Do this: Extract, exactly as written, all lines of the material below from the line that includes "If you could mark the runner" through its last line.

(Collection entries)
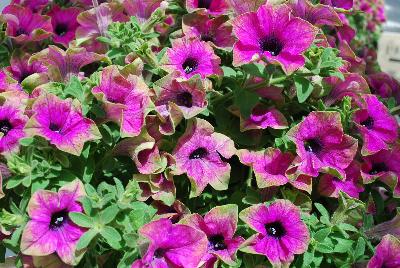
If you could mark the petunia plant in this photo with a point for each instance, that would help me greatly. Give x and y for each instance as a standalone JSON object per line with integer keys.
{"x": 197, "y": 134}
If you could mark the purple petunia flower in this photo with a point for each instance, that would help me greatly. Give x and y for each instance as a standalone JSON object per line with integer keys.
{"x": 200, "y": 152}
{"x": 126, "y": 100}
{"x": 23, "y": 25}
{"x": 217, "y": 31}
{"x": 377, "y": 126}
{"x": 189, "y": 57}
{"x": 62, "y": 123}
{"x": 219, "y": 224}
{"x": 50, "y": 228}
{"x": 387, "y": 253}
{"x": 280, "y": 231}
{"x": 212, "y": 7}
{"x": 272, "y": 34}
{"x": 318, "y": 15}
{"x": 330, "y": 185}
{"x": 171, "y": 245}
{"x": 64, "y": 24}
{"x": 62, "y": 65}
{"x": 321, "y": 144}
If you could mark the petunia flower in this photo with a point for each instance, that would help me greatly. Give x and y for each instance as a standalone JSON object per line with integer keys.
{"x": 272, "y": 34}
{"x": 377, "y": 126}
{"x": 270, "y": 167}
{"x": 200, "y": 152}
{"x": 384, "y": 166}
{"x": 189, "y": 57}
{"x": 321, "y": 144}
{"x": 280, "y": 231}
{"x": 330, "y": 185}
{"x": 217, "y": 31}
{"x": 219, "y": 225}
{"x": 23, "y": 25}
{"x": 61, "y": 122}
{"x": 212, "y": 7}
{"x": 126, "y": 100}
{"x": 171, "y": 245}
{"x": 50, "y": 229}
{"x": 318, "y": 15}
{"x": 31, "y": 75}
{"x": 62, "y": 65}
{"x": 387, "y": 253}
{"x": 64, "y": 24}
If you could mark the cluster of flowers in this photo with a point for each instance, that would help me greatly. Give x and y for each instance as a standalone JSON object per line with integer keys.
{"x": 194, "y": 99}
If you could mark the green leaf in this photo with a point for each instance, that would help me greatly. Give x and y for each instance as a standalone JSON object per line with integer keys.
{"x": 112, "y": 236}
{"x": 86, "y": 238}
{"x": 304, "y": 88}
{"x": 81, "y": 219}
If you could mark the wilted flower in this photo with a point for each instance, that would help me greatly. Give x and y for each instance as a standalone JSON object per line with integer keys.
{"x": 280, "y": 231}
{"x": 200, "y": 152}
{"x": 64, "y": 24}
{"x": 281, "y": 39}
{"x": 387, "y": 253}
{"x": 189, "y": 57}
{"x": 23, "y": 25}
{"x": 62, "y": 123}
{"x": 50, "y": 228}
{"x": 321, "y": 144}
{"x": 377, "y": 126}
{"x": 170, "y": 244}
{"x": 219, "y": 225}
{"x": 126, "y": 99}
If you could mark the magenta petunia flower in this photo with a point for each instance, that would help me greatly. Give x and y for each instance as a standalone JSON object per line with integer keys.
{"x": 200, "y": 152}
{"x": 330, "y": 185}
{"x": 12, "y": 123}
{"x": 377, "y": 126}
{"x": 318, "y": 15}
{"x": 280, "y": 231}
{"x": 321, "y": 144}
{"x": 171, "y": 245}
{"x": 387, "y": 253}
{"x": 50, "y": 229}
{"x": 189, "y": 57}
{"x": 20, "y": 69}
{"x": 219, "y": 224}
{"x": 212, "y": 7}
{"x": 217, "y": 31}
{"x": 345, "y": 4}
{"x": 272, "y": 34}
{"x": 62, "y": 123}
{"x": 126, "y": 100}
{"x": 141, "y": 9}
{"x": 62, "y": 65}
{"x": 64, "y": 24}
{"x": 384, "y": 166}
{"x": 23, "y": 25}
{"x": 270, "y": 167}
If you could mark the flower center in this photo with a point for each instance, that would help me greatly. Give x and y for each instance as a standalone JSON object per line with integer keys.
{"x": 377, "y": 168}
{"x": 159, "y": 253}
{"x": 5, "y": 126}
{"x": 185, "y": 99}
{"x": 58, "y": 219}
{"x": 313, "y": 146}
{"x": 204, "y": 4}
{"x": 272, "y": 45}
{"x": 190, "y": 65}
{"x": 199, "y": 153}
{"x": 368, "y": 123}
{"x": 61, "y": 29}
{"x": 216, "y": 242}
{"x": 275, "y": 229}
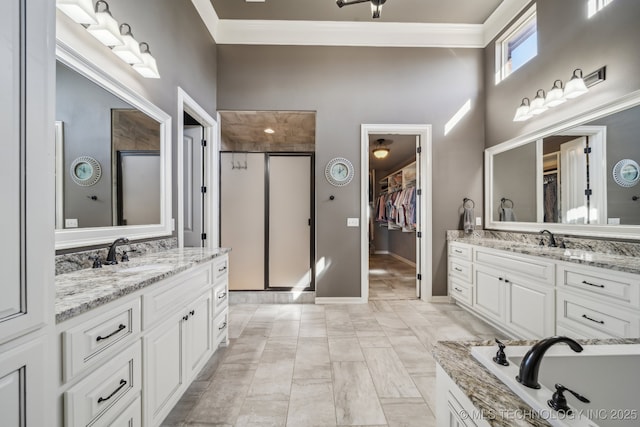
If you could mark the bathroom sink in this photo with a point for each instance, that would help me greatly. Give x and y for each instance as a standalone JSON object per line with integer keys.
{"x": 607, "y": 375}
{"x": 147, "y": 267}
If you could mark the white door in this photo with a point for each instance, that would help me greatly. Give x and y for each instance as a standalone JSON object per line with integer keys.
{"x": 289, "y": 221}
{"x": 193, "y": 183}
{"x": 242, "y": 218}
{"x": 573, "y": 181}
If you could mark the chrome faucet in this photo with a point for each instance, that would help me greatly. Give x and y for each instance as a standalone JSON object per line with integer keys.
{"x": 111, "y": 256}
{"x": 552, "y": 239}
{"x": 530, "y": 364}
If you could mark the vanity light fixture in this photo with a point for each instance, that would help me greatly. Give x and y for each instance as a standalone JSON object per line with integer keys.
{"x": 576, "y": 86}
{"x": 522, "y": 113}
{"x": 81, "y": 11}
{"x": 129, "y": 51}
{"x": 555, "y": 96}
{"x": 106, "y": 30}
{"x": 148, "y": 67}
{"x": 537, "y": 105}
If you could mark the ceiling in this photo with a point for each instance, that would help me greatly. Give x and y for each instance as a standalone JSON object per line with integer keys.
{"x": 421, "y": 11}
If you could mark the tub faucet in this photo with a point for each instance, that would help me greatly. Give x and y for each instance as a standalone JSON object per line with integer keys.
{"x": 111, "y": 256}
{"x": 530, "y": 364}
{"x": 552, "y": 239}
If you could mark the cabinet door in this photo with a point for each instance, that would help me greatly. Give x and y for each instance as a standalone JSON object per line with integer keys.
{"x": 530, "y": 309}
{"x": 198, "y": 334}
{"x": 164, "y": 372}
{"x": 489, "y": 292}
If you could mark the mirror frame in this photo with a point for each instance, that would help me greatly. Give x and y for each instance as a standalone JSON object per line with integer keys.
{"x": 90, "y": 236}
{"x": 607, "y": 231}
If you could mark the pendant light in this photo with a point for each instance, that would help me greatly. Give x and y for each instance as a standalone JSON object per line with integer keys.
{"x": 522, "y": 113}
{"x": 81, "y": 11}
{"x": 537, "y": 105}
{"x": 106, "y": 30}
{"x": 148, "y": 67}
{"x": 555, "y": 96}
{"x": 576, "y": 86}
{"x": 129, "y": 51}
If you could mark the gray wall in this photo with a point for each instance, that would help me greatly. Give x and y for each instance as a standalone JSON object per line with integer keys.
{"x": 350, "y": 86}
{"x": 567, "y": 39}
{"x": 85, "y": 109}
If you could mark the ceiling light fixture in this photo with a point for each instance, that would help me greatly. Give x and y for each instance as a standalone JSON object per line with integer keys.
{"x": 81, "y": 11}
{"x": 106, "y": 30}
{"x": 376, "y": 5}
{"x": 129, "y": 51}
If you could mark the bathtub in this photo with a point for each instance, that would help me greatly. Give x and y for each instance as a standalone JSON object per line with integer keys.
{"x": 607, "y": 375}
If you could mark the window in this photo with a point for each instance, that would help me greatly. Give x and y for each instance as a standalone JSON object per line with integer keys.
{"x": 595, "y": 6}
{"x": 518, "y": 45}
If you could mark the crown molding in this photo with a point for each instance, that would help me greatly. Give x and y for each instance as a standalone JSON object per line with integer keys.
{"x": 340, "y": 33}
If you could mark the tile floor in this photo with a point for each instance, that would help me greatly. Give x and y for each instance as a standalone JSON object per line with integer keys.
{"x": 328, "y": 365}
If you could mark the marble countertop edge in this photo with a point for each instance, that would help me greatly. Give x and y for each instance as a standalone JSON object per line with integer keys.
{"x": 83, "y": 290}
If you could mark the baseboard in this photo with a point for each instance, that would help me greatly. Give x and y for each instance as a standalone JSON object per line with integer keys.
{"x": 403, "y": 259}
{"x": 340, "y": 300}
{"x": 441, "y": 299}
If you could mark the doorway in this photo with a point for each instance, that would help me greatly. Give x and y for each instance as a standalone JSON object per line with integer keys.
{"x": 420, "y": 229}
{"x": 198, "y": 177}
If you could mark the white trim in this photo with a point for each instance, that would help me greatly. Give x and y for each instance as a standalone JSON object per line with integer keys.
{"x": 337, "y": 33}
{"x": 71, "y": 238}
{"x": 343, "y": 33}
{"x": 501, "y": 17}
{"x": 212, "y": 175}
{"x": 610, "y": 231}
{"x": 424, "y": 132}
{"x": 340, "y": 300}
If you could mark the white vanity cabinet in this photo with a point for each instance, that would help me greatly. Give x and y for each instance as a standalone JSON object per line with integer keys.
{"x": 127, "y": 362}
{"x": 513, "y": 292}
{"x": 26, "y": 223}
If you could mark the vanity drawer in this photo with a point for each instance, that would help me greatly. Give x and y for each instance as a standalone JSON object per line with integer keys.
{"x": 458, "y": 250}
{"x": 462, "y": 270}
{"x": 532, "y": 268}
{"x": 596, "y": 319}
{"x": 614, "y": 287}
{"x": 107, "y": 392}
{"x": 179, "y": 290}
{"x": 221, "y": 266}
{"x": 221, "y": 328}
{"x": 93, "y": 338}
{"x": 220, "y": 297}
{"x": 460, "y": 291}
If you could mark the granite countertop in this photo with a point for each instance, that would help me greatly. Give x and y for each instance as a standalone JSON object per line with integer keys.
{"x": 488, "y": 394}
{"x": 80, "y": 291}
{"x": 629, "y": 264}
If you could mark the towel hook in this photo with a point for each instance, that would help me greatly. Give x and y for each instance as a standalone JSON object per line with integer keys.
{"x": 504, "y": 201}
{"x": 466, "y": 200}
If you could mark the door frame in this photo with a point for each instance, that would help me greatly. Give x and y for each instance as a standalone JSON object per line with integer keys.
{"x": 211, "y": 134}
{"x": 425, "y": 261}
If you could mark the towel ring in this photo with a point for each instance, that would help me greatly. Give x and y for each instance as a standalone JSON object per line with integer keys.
{"x": 503, "y": 203}
{"x": 464, "y": 203}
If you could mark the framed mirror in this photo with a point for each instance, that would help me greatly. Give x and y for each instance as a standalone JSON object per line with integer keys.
{"x": 563, "y": 178}
{"x": 113, "y": 158}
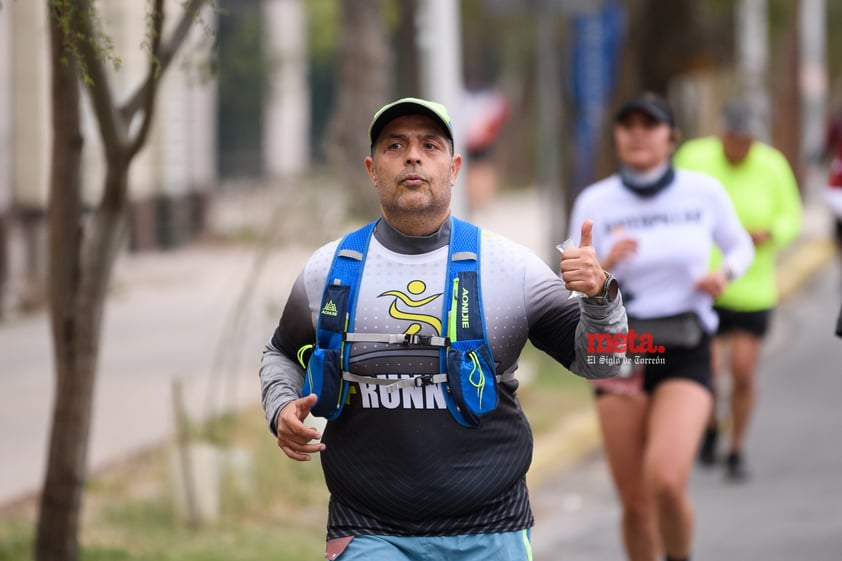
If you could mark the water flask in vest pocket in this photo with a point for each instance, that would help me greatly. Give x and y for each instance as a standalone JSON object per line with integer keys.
{"x": 324, "y": 369}
{"x": 471, "y": 379}
{"x": 470, "y": 364}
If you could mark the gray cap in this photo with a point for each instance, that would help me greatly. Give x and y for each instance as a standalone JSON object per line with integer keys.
{"x": 740, "y": 117}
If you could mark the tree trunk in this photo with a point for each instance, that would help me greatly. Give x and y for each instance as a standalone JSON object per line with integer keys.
{"x": 362, "y": 88}
{"x": 60, "y": 501}
{"x": 83, "y": 252}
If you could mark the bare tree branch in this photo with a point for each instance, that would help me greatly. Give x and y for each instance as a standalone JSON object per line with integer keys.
{"x": 164, "y": 55}
{"x": 150, "y": 84}
{"x": 112, "y": 127}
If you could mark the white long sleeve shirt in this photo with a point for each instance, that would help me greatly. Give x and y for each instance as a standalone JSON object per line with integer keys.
{"x": 675, "y": 232}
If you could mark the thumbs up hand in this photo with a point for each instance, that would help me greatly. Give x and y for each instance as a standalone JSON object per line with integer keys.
{"x": 294, "y": 437}
{"x": 580, "y": 268}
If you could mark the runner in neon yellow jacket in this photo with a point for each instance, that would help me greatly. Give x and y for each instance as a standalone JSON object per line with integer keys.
{"x": 765, "y": 194}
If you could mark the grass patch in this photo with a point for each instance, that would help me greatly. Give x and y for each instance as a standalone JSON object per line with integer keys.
{"x": 277, "y": 511}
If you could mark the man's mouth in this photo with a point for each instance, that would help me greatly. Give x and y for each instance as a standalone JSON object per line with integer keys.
{"x": 412, "y": 179}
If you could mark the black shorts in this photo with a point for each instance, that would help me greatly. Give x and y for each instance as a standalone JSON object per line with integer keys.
{"x": 692, "y": 363}
{"x": 756, "y": 323}
{"x": 683, "y": 363}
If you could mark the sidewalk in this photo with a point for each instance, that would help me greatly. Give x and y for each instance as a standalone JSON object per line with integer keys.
{"x": 201, "y": 315}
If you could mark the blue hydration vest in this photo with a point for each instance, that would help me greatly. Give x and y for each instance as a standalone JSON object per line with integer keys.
{"x": 467, "y": 368}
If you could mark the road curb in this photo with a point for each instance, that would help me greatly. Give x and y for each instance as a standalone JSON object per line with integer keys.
{"x": 577, "y": 435}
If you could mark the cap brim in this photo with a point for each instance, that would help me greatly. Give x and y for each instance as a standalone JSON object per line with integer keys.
{"x": 401, "y": 109}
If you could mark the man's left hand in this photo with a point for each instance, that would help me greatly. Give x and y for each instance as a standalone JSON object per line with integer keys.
{"x": 580, "y": 268}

Full solution:
If you could mark the runner in neon yellow jacket in this photo with a point for each instance, that would help me greatly. Give x and y for each instance as a standalone JSON object per line with integer keys.
{"x": 765, "y": 194}
If you could mark the grass patch in this photo with a point for each instance, that would help me greatly. Give x and y for each instance as a standalone JSON object per line with integer keys.
{"x": 277, "y": 511}
If you could mark the man's mouth in this photo with a point for each instance, that would help me greatly. Give x and y for each instance as a standalone JSON object per line with integer keys.
{"x": 412, "y": 179}
If you could mark the black shorts in this photo with a point for each instance, that would help me greatly. Give x and y for each instance as a standalone JSON object per line with integer keys.
{"x": 692, "y": 363}
{"x": 756, "y": 323}
{"x": 683, "y": 363}
If you could mark the sidewalk in this photo with a point for each instance, that would help me greatly. Give x and y for each instance as a standalone JSON object per line with integer keys.
{"x": 201, "y": 315}
If you could mark the blue hydration vest in this photo with a point for each instance, that would help me greatly. Give x and y for each instance as a standalone JSON object per line with integer keys.
{"x": 467, "y": 368}
If you could mark the road curb in this photo with a point for each instance, that would help me greatly. Give x and y for each instance as a standalone JSON object per line with integer keys.
{"x": 577, "y": 435}
If you could mark the cap brim in this photo with a point for each instance, that would help me greatly. Give x and y for each instance as a standalone JSON object per line with integer keys.
{"x": 401, "y": 109}
If you could mark the man's left hand in this photo with a point for each instance, that would help me greatly. Give x and y for each instance as a standalone JSON object per line with integer keys.
{"x": 580, "y": 268}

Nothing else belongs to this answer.